◆ Work to complete ◆
Set down all the entries again, word for word.

◆ Records supplied ◆
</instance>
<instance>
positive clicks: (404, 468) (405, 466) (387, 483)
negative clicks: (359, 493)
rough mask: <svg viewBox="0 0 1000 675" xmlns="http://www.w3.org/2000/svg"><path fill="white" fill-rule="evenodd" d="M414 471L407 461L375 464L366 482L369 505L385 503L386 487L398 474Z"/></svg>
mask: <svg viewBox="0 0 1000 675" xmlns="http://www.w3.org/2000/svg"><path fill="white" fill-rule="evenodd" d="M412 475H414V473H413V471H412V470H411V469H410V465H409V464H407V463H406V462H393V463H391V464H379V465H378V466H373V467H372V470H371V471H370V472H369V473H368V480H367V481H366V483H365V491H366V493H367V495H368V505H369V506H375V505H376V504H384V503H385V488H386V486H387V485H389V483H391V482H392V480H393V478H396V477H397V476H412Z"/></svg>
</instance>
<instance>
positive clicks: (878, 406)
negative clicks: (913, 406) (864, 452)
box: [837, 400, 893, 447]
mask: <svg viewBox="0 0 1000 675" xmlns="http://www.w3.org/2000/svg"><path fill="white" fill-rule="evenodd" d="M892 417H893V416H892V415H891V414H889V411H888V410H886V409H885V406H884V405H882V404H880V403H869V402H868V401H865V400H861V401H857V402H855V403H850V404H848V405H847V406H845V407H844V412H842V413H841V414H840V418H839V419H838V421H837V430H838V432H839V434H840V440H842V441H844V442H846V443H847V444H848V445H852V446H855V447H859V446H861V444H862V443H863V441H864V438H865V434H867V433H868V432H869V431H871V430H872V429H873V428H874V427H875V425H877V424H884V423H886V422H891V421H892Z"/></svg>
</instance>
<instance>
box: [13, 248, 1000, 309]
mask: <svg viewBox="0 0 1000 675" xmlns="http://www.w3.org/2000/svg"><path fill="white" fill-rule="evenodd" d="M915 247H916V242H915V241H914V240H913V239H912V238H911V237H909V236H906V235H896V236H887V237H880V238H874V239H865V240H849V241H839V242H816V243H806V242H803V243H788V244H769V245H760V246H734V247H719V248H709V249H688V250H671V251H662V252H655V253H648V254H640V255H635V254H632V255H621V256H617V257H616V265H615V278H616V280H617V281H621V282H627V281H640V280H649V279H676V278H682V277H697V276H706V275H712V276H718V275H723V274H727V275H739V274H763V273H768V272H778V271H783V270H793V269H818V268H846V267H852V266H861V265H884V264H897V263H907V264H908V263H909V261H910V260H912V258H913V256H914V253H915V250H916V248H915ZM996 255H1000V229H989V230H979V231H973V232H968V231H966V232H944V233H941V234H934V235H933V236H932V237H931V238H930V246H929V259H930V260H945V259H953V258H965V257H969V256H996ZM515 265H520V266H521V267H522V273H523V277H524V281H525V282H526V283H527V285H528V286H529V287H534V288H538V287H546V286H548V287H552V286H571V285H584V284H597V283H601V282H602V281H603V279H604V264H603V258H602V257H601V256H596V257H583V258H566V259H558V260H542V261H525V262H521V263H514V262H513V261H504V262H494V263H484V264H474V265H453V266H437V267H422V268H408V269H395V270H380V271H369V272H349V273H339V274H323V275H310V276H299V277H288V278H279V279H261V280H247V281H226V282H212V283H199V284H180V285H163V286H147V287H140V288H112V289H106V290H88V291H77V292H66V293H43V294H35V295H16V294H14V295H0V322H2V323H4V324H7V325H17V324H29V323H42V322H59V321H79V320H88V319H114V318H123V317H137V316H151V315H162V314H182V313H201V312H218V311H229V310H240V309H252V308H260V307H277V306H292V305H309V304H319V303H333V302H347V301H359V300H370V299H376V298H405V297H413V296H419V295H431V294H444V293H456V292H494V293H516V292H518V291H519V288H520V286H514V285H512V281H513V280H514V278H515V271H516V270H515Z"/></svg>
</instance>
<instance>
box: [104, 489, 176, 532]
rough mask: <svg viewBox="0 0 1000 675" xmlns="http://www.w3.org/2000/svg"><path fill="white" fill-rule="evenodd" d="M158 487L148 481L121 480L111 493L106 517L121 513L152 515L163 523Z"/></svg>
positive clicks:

◆ Solution for this task ◆
</instance>
<instance>
positive clicks: (404, 468) (405, 466) (387, 483)
negative clicks: (359, 493)
rough mask: <svg viewBox="0 0 1000 675" xmlns="http://www.w3.org/2000/svg"><path fill="white" fill-rule="evenodd" d="M414 471L407 461L375 464L366 482L369 505L385 503L386 487L398 474Z"/></svg>
mask: <svg viewBox="0 0 1000 675" xmlns="http://www.w3.org/2000/svg"><path fill="white" fill-rule="evenodd" d="M412 475H414V473H413V471H412V470H411V469H410V465H409V464H407V463H406V462H393V463H391V464H379V465H378V466H373V467H372V470H371V471H370V472H369V473H368V480H367V481H366V483H365V491H366V493H367V495H368V505H369V506H375V505H376V504H384V503H385V488H386V486H387V485H389V483H391V482H392V480H393V478H396V477H397V476H412Z"/></svg>
</instance>
<instance>
positive clicks: (878, 406)
negative clicks: (913, 406) (864, 452)
box: [837, 400, 893, 447]
mask: <svg viewBox="0 0 1000 675" xmlns="http://www.w3.org/2000/svg"><path fill="white" fill-rule="evenodd" d="M892 417H893V416H892V415H891V414H889V411H888V410H886V409H885V406H884V405H882V404H880V403H869V402H868V401H865V400H861V401H857V402H855V403H850V404H848V405H847V406H845V407H844V412H842V413H841V414H840V418H839V419H838V421H837V430H838V432H839V434H840V440H842V441H844V442H846V443H847V444H848V445H852V446H855V447H859V446H861V444H862V443H863V441H864V438H865V434H867V433H868V432H869V431H871V430H872V429H873V428H874V427H875V425H877V424H884V423H886V422H891V421H892Z"/></svg>
</instance>
<instance>
box: [13, 248, 1000, 309]
mask: <svg viewBox="0 0 1000 675" xmlns="http://www.w3.org/2000/svg"><path fill="white" fill-rule="evenodd" d="M915 247H916V242H915V241H914V240H913V239H912V238H911V237H909V236H906V235H896V236H887V237H880V238H874V239H865V240H849V241H839V242H816V243H806V242H803V243H788V244H769V245H760V246H734V247H719V248H709V249H688V250H671V251H662V252H655V253H648V254H640V255H635V254H632V255H621V256H617V257H616V265H615V278H616V280H617V281H621V282H627V281H640V280H649V279H676V278H682V277H697V276H706V275H712V276H718V275H723V274H727V275H739V274H763V273H768V272H778V271H783V270H793V269H818V268H846V267H852V266H861V265H884V264H897V263H907V264H908V263H909V261H910V260H912V258H913V256H914V253H915V250H916V248H915ZM996 255H1000V229H989V230H979V231H973V232H968V231H966V232H944V233H941V234H934V235H933V236H932V237H931V238H930V246H929V259H930V260H945V259H953V258H965V257H969V256H996ZM515 265H520V266H521V267H522V273H523V277H524V281H525V282H526V283H527V285H528V286H529V287H534V288H538V287H546V286H548V287H552V286H571V285H584V284H597V283H601V282H602V281H603V279H604V264H603V258H602V257H601V256H596V257H583V258H566V259H558V260H542V261H525V262H521V263H514V262H513V261H504V262H494V263H484V264H474V265H453V266H437V267H422V268H408V269H395V270H380V271H369V272H349V273H339V274H323V275H310V276H299V277H288V278H279V279H261V280H247V281H226V282H212V283H199V284H180V285H163V286H147V287H140V288H112V289H106V290H88V291H77V292H66V293H43V294H35V295H16V294H14V295H0V322H2V323H4V324H7V325H17V324H29V323H42V322H59V321H79V320H88V319H114V318H123V317H137V316H151V315H162V314H182V313H201V312H218V311H229V310H240V309H252V308H260V307H277V306H292V305H309V304H319V303H333V302H347V301H359V300H370V299H376V298H405V297H413V296H419V295H431V294H444V293H456V292H494V293H516V292H518V291H519V288H520V286H514V285H512V281H513V280H514V278H515V271H516V270H515Z"/></svg>
</instance>
<instance>
box: [104, 489, 176, 532]
rough mask: <svg viewBox="0 0 1000 675" xmlns="http://www.w3.org/2000/svg"><path fill="white" fill-rule="evenodd" d="M158 487L148 481L121 480L111 493L106 517L121 513L152 515L163 523Z"/></svg>
positive clicks:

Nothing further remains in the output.